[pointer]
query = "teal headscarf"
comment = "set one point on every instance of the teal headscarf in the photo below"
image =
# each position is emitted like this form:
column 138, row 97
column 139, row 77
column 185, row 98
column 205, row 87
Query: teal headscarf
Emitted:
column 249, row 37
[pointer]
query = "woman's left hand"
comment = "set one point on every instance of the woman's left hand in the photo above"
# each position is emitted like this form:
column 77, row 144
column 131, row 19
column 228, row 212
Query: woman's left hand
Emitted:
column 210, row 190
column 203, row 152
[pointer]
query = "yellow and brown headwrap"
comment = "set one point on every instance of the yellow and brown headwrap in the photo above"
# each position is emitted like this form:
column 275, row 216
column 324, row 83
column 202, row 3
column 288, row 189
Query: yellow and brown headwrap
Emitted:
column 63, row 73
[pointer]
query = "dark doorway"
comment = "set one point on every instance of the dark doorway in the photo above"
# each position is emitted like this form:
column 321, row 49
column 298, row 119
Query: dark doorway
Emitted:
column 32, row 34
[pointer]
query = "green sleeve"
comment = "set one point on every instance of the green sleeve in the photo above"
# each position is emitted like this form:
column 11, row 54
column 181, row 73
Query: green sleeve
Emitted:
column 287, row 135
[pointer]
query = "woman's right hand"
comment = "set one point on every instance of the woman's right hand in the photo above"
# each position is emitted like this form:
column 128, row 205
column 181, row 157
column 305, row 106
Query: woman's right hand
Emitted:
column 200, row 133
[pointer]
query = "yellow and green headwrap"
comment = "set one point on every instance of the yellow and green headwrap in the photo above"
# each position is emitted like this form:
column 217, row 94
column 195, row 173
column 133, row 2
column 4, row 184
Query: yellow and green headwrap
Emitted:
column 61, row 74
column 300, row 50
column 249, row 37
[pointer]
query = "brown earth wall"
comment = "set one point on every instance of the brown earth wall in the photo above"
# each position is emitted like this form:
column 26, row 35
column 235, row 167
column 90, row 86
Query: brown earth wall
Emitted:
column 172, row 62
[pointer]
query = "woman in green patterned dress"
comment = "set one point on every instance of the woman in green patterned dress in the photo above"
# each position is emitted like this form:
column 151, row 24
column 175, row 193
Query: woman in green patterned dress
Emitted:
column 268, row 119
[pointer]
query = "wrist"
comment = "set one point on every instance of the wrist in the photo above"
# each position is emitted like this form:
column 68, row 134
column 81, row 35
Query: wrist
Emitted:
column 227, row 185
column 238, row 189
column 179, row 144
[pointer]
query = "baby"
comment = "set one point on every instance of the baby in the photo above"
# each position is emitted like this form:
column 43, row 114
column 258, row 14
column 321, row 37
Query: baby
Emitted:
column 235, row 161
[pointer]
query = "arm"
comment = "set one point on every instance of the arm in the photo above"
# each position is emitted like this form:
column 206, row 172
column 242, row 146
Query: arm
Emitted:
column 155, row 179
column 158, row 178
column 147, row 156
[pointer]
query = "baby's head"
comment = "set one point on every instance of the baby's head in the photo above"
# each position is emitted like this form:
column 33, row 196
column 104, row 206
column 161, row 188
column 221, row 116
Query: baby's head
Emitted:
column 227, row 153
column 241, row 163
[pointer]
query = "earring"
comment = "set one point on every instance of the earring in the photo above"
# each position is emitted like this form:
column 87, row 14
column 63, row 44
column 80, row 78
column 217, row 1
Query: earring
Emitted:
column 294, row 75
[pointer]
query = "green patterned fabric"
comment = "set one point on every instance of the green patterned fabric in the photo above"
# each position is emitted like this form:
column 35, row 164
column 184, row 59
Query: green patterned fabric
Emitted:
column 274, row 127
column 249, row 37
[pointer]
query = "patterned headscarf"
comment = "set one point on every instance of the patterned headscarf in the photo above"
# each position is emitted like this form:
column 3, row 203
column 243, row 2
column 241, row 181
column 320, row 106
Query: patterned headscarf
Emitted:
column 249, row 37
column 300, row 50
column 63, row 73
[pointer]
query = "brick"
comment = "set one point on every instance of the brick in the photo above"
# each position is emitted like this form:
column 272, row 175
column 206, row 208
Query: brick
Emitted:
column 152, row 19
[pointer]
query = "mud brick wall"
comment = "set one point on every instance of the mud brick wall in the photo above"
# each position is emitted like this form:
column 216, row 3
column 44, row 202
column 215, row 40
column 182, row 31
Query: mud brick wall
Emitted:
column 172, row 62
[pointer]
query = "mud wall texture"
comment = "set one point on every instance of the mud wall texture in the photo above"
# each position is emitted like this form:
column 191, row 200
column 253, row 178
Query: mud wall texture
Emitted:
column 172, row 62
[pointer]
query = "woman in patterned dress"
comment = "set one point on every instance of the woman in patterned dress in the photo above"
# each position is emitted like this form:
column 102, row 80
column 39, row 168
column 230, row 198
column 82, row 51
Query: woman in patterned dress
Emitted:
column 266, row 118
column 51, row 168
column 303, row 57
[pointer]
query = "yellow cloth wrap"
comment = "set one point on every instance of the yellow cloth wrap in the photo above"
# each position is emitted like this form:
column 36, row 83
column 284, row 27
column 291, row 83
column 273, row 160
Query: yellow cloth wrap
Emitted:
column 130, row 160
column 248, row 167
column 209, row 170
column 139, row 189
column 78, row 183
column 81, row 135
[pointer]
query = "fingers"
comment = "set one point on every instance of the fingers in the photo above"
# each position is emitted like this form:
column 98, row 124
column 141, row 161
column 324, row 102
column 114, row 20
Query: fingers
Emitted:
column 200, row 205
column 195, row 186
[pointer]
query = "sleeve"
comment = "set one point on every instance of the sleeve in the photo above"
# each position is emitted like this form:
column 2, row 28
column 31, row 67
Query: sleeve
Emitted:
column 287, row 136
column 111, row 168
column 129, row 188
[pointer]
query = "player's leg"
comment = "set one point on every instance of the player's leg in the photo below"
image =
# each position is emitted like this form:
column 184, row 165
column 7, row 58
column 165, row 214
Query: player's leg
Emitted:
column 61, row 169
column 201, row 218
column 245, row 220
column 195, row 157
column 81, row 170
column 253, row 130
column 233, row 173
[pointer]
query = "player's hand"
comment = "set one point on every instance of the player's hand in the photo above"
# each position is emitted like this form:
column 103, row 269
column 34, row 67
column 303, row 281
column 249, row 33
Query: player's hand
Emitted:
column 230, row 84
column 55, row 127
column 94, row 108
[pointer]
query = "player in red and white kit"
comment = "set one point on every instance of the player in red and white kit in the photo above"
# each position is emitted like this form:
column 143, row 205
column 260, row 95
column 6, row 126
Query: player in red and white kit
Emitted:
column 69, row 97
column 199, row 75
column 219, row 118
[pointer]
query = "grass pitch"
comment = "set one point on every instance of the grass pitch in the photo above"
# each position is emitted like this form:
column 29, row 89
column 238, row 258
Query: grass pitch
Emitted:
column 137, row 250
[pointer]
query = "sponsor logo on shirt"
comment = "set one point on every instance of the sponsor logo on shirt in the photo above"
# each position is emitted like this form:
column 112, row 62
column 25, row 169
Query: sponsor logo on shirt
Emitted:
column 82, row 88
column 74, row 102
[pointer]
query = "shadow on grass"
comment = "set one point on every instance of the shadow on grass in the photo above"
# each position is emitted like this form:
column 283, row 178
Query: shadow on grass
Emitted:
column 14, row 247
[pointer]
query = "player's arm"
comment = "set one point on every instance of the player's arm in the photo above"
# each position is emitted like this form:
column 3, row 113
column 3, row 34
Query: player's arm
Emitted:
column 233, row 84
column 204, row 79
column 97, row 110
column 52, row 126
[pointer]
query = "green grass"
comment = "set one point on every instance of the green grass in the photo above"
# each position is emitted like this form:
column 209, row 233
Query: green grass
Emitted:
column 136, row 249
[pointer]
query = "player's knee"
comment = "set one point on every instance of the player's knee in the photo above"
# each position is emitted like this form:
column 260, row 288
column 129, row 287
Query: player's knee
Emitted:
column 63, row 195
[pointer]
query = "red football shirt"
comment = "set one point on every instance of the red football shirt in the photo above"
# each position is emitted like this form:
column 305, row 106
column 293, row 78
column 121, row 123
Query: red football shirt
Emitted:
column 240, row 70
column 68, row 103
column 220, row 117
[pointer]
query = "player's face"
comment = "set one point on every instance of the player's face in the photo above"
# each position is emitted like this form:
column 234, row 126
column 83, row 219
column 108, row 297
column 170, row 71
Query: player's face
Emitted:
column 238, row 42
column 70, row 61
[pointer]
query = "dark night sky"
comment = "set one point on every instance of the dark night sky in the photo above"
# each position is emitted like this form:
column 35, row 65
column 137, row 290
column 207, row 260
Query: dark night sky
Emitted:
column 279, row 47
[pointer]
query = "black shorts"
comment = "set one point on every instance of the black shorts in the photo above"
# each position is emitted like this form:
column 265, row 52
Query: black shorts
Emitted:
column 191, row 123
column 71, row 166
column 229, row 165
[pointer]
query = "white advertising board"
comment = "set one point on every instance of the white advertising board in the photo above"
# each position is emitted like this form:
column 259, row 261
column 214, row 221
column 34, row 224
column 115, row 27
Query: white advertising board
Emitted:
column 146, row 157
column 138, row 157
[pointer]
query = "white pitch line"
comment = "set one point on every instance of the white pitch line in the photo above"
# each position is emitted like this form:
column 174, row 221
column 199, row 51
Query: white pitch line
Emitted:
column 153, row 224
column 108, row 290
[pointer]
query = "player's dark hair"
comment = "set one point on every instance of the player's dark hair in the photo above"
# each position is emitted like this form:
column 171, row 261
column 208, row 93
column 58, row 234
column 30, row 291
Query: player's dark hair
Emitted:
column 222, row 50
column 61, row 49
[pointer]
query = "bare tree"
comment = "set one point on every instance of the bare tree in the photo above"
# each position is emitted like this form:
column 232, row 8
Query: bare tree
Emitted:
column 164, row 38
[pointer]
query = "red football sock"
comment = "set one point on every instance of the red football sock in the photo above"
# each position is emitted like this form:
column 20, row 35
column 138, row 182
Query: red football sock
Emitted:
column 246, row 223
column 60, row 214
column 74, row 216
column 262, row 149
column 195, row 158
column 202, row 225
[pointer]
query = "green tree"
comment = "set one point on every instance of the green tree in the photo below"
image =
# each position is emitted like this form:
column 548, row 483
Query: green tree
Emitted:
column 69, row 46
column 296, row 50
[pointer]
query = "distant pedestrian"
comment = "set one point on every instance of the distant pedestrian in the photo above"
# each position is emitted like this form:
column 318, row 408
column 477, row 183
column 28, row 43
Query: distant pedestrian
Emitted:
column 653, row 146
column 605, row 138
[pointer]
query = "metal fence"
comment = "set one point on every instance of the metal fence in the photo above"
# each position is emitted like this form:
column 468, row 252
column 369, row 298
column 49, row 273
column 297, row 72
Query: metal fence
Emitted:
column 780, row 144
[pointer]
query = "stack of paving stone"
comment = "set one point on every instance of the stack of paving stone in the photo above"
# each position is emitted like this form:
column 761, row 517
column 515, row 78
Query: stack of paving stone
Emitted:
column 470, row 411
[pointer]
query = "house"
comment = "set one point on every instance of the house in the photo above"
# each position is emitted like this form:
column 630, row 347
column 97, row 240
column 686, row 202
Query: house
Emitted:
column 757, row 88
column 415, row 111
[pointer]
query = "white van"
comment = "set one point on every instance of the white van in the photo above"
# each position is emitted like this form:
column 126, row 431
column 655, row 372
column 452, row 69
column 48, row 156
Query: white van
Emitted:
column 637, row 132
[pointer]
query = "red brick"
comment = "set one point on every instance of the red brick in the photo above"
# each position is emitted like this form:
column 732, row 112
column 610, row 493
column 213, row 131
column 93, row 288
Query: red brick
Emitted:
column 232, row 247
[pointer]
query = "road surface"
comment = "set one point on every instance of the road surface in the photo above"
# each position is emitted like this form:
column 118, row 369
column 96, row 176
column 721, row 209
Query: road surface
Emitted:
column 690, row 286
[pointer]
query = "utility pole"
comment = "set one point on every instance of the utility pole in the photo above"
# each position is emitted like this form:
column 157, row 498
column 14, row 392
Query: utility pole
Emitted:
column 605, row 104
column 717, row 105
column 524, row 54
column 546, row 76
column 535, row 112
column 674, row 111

Given request:
Copy out everything from the first line of the entries above down to the line containing "column 203, row 152", both included, without changing anything.

Answer below:
[pointer]
query = "teal headscarf"
comment = "set one point on every instance of the teal headscarf in the photo below"
image =
# each position is emitted like this form:
column 138, row 97
column 139, row 77
column 185, row 98
column 205, row 87
Query: teal headscarf
Emitted:
column 249, row 37
[pointer]
query = "woman's left hand"
comment = "set one point on every instance of the woman's left hand in the photo above"
# each position is emitted like this form:
column 77, row 144
column 131, row 19
column 228, row 212
Query: woman's left hand
Emitted:
column 210, row 190
column 203, row 152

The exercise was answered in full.